Goal of the exercise - Rewrite all the lines below with "keypoint" changed to "point" wherever it appears and nothing else altered. Leave out the pictures.
** start **
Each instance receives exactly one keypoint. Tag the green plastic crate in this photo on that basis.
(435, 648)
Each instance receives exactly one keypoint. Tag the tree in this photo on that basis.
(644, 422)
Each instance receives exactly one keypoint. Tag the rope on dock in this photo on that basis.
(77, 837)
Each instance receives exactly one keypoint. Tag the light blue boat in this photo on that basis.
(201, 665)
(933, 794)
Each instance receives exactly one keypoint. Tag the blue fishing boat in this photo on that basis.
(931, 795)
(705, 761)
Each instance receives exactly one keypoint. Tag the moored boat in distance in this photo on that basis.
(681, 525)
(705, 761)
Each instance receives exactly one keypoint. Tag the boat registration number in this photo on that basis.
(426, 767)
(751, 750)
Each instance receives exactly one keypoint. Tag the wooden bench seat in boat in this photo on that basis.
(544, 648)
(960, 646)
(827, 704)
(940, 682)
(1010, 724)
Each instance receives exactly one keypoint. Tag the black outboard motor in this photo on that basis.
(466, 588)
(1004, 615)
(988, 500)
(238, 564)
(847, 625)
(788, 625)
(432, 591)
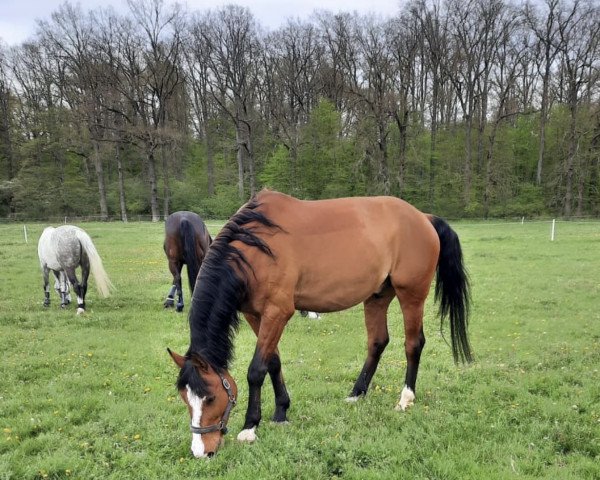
** end **
Finished task -
Each instance receives exactly one point. Tag the green plastic crate in this photo on that basis.
(435, 648)
Each instance receives exactly one point. Tag the tree in this photo on that basis.
(644, 422)
Each instance receives exactly one point. Tag the rope on dock in this photo on that basis.
(77, 837)
Each instance receives exactly one point. Tag the light blue boat in this photo on that basis.
(201, 665)
(933, 794)
Each instance receives exactly one point. Tag the blue fishing boat in this photo on that basis.
(931, 795)
(705, 761)
Each instance receives exactly one point. Tag the moored boat in distance in this photo on that basis.
(681, 525)
(705, 761)
Each instance receives exactly one point. Tag the boat registration number in this photo on that basis.
(426, 767)
(751, 750)
Each instance receives exactly one point. Tag the wooden bench seat in boat in this photo on that basis.
(544, 648)
(960, 646)
(827, 704)
(940, 682)
(1010, 724)
Each instance receives exactly one point. Tag the black outboard motor in this photo on that basis.
(466, 588)
(1004, 615)
(988, 500)
(238, 564)
(847, 625)
(788, 625)
(432, 591)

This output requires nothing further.